The National Women's Under-18 Championship is a Canadian women's ice hockey tournament held by Hockey Canada for provincial and regional teams organized by its member branches. It is one of two national championships for female minor hockey in Canada, the other being the Esso Cup, which is a competition for midget 'AAA' clubs.

History
During its early years, the tournament was known as the Women's Under-18 Hockey Challenge and was not an annual event. The inaugural tournament was held in February 2001 in Trois-Rivières, Quebec. It was a six team tournament that featured regional teams: West (Manitoba/Saskatchewan), Quebec, Atlantic, Pacific (British Columbia/Alberta), and split squads from Ontario (Red and Blue). The second Under-18 Challenge took place in January 2005 at Salmon Arm, British Columbia.  This time the four western provinces entered separate teams, but the Atlantic provinces remained together.

In 2005, Hockey Canada restructured the Under-18 Challenge, moving to November and renaming it the National Women's Under-18 Championship. The first was held in November 2005, the same calendar year as the previous tournament. Both 2005 championships were won by the Ontario Red team.

______________________________

_GIVEN PROBLEM A:_
Answer these questions about the text on the women's under-18 hockey championship:
(i) Which organization holds the tournament?
(ii) In which city was the inaugural tournament held?
(iii) Which team won both 2005 championships?
The hockey text and the records come from unrelated sources.

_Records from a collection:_

______________________________

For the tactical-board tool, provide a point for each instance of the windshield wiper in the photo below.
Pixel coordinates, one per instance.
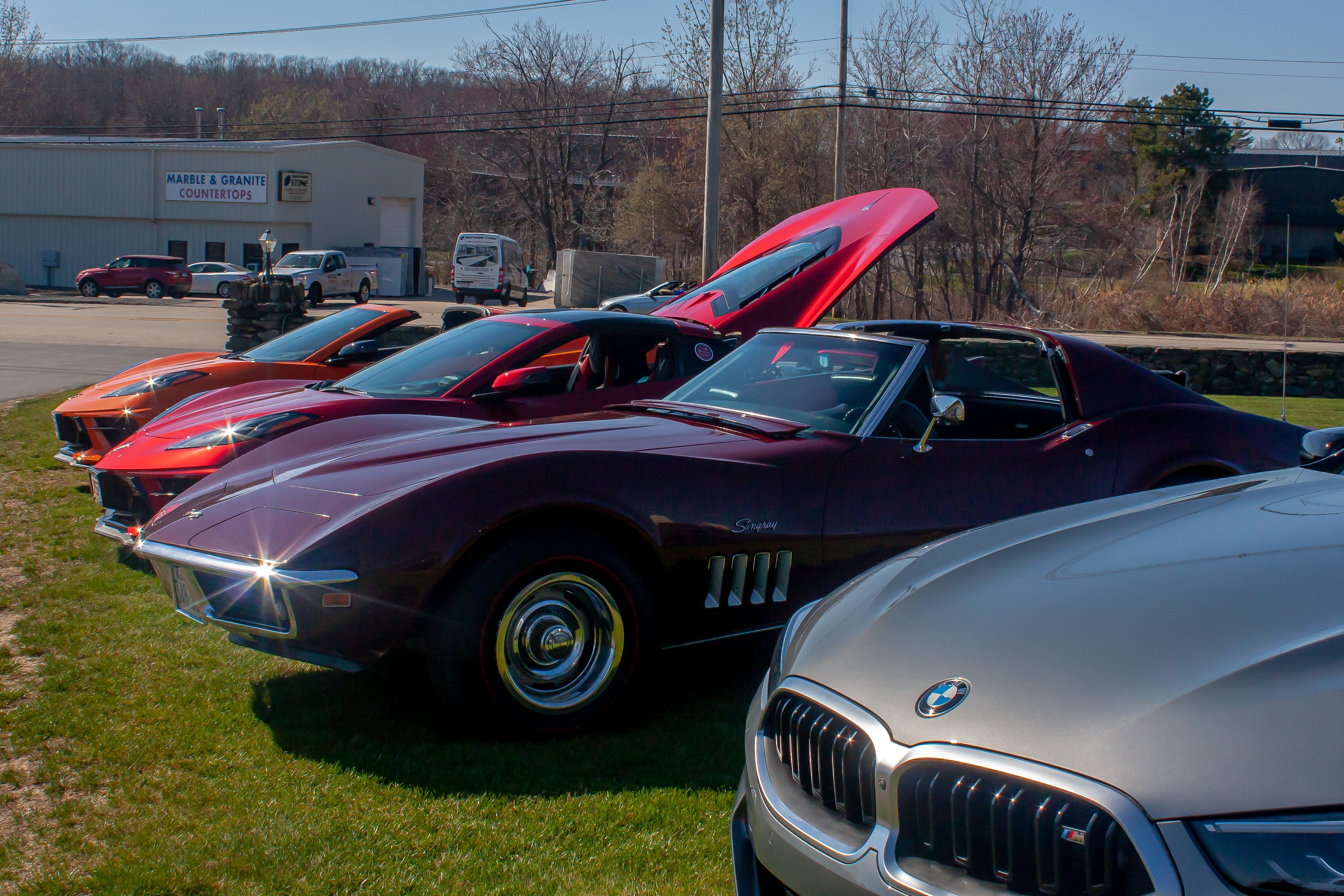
(349, 390)
(772, 428)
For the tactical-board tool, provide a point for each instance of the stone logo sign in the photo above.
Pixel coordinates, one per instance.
(215, 187)
(296, 187)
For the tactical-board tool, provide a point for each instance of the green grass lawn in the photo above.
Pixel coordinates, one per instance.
(147, 755)
(143, 754)
(1316, 413)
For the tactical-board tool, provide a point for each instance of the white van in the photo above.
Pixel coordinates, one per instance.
(490, 267)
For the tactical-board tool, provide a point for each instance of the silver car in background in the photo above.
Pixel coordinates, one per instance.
(1139, 695)
(647, 301)
(219, 279)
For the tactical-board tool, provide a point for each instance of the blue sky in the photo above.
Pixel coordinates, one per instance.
(1291, 30)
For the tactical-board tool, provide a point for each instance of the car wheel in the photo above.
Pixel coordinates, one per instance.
(548, 636)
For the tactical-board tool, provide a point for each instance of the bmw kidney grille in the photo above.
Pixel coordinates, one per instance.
(1011, 832)
(830, 758)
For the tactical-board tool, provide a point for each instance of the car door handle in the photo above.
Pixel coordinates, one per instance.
(1076, 430)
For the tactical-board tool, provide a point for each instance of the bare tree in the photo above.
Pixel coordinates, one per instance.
(773, 162)
(560, 95)
(1018, 162)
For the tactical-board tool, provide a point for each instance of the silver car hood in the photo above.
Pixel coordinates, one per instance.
(1185, 646)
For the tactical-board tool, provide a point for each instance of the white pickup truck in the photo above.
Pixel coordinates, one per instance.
(325, 275)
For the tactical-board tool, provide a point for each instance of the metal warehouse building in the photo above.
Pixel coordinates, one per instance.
(70, 203)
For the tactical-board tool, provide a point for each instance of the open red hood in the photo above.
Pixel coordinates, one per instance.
(832, 245)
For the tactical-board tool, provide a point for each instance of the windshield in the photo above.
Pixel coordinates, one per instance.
(302, 260)
(823, 382)
(440, 363)
(302, 343)
(478, 256)
(744, 285)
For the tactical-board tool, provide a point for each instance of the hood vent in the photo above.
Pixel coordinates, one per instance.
(831, 759)
(1011, 832)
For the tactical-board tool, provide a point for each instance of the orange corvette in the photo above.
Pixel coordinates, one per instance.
(99, 418)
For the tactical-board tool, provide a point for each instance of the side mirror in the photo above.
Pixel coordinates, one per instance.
(1322, 444)
(365, 350)
(947, 410)
(521, 378)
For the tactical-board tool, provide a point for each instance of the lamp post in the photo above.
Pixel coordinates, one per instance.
(268, 245)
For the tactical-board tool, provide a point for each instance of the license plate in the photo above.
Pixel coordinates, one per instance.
(185, 596)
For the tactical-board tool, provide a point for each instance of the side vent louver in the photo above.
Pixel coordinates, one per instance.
(733, 571)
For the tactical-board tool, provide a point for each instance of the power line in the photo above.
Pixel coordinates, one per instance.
(988, 105)
(435, 17)
(792, 106)
(1249, 74)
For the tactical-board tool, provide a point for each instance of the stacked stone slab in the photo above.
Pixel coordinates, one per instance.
(263, 312)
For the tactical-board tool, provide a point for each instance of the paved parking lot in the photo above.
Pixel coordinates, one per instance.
(53, 342)
(56, 342)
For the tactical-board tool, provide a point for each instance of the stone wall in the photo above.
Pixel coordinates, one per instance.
(1215, 371)
(1210, 371)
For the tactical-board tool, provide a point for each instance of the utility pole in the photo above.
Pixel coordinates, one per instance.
(714, 127)
(845, 47)
(1288, 284)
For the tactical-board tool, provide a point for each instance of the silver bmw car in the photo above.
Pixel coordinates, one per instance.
(1140, 695)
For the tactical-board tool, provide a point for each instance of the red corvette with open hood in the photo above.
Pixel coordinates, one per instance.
(539, 563)
(526, 365)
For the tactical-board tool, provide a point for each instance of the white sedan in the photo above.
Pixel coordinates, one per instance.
(218, 277)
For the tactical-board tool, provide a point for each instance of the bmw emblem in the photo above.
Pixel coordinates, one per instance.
(943, 698)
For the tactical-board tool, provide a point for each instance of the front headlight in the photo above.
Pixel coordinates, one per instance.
(156, 383)
(1277, 855)
(781, 646)
(257, 428)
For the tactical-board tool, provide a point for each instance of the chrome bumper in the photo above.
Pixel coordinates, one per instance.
(68, 456)
(176, 569)
(112, 528)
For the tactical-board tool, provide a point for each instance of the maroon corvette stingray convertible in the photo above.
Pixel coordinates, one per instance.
(538, 563)
(525, 366)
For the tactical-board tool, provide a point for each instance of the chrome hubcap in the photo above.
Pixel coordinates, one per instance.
(560, 642)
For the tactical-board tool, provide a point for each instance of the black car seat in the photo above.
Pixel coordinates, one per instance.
(625, 363)
(665, 362)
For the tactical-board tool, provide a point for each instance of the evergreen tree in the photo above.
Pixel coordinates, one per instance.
(1179, 135)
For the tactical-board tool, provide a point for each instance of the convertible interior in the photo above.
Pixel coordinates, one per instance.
(605, 360)
(1007, 388)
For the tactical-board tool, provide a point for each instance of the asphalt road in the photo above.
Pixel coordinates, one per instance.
(51, 344)
(57, 342)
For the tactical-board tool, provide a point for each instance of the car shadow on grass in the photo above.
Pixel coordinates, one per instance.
(683, 729)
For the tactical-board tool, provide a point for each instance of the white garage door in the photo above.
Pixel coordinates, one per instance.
(394, 221)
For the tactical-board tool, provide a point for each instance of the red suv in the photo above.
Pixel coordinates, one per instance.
(155, 276)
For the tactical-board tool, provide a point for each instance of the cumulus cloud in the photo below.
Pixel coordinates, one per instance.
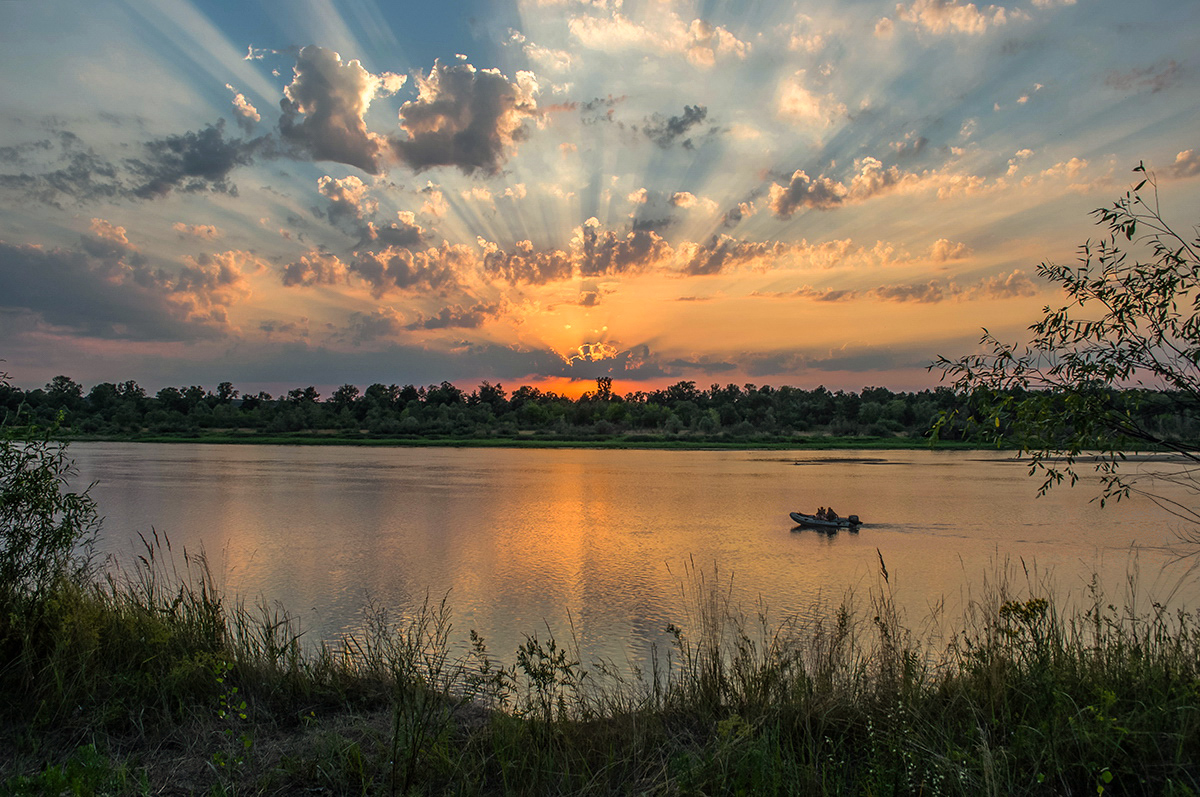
(1187, 165)
(699, 41)
(945, 250)
(209, 285)
(1001, 286)
(202, 232)
(106, 289)
(799, 103)
(869, 179)
(381, 323)
(724, 253)
(349, 201)
(803, 191)
(191, 162)
(316, 267)
(403, 232)
(243, 111)
(468, 118)
(689, 201)
(324, 106)
(607, 252)
(456, 317)
(951, 17)
(665, 132)
(1155, 78)
(526, 264)
(402, 269)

______________________________

_GIVEN PROBLEM B:_
Transcribe everything in the records from their start down to the line containing "(1076, 430)", including both ends. Leave out the pictures.

_FINAL ANSWER A:_
(i) Hockey Canada
(ii) Trois-Rivières, Quebec
(iii) The Ontario Red team

_FINAL ANSWER B:_
For the tactical-board tool, provide a point for each instance of the windshield wiper in the photo below.
Pixel coordinates, one per instance.
(349, 390)
(772, 428)
For the tactical-board tool, provide a point for each instance of the stone logo sign in the photo above.
Pixel coordinates, one per instance.
(215, 187)
(296, 187)
For the tactical-board tool, provide a point for each instance of the green grass lawn in the photo above.
Pixel coordinates, one per instance.
(147, 755)
(143, 754)
(1316, 413)
For the tactical-board tool, provide a point for each instance of the white van in the photo above.
Pixel coordinates, one per instance.
(490, 267)
For the tactical-board tool, provide a point for each instance of the silver car in background in the photo above.
Pixel coordinates, one per instance.
(1139, 695)
(647, 301)
(219, 279)
For the tactical-board tool, provide a point for each instance of the blue sky in the photo above.
Pixel coordinates, one per instance.
(1291, 30)
For the tactical-board tool, provide a point for each instance of the car wheel in the photo above.
Pixel coordinates, one per instance.
(548, 636)
For the tactical-board tool, provide a point for each instance of the bmw kidney grille in the photo above.
Pixel coordinates, one per instance.
(1011, 832)
(830, 758)
For the tactical-board tool, provide a point for each instance of the car door handle in the photo above.
Pixel coordinates, one per instance.
(1076, 430)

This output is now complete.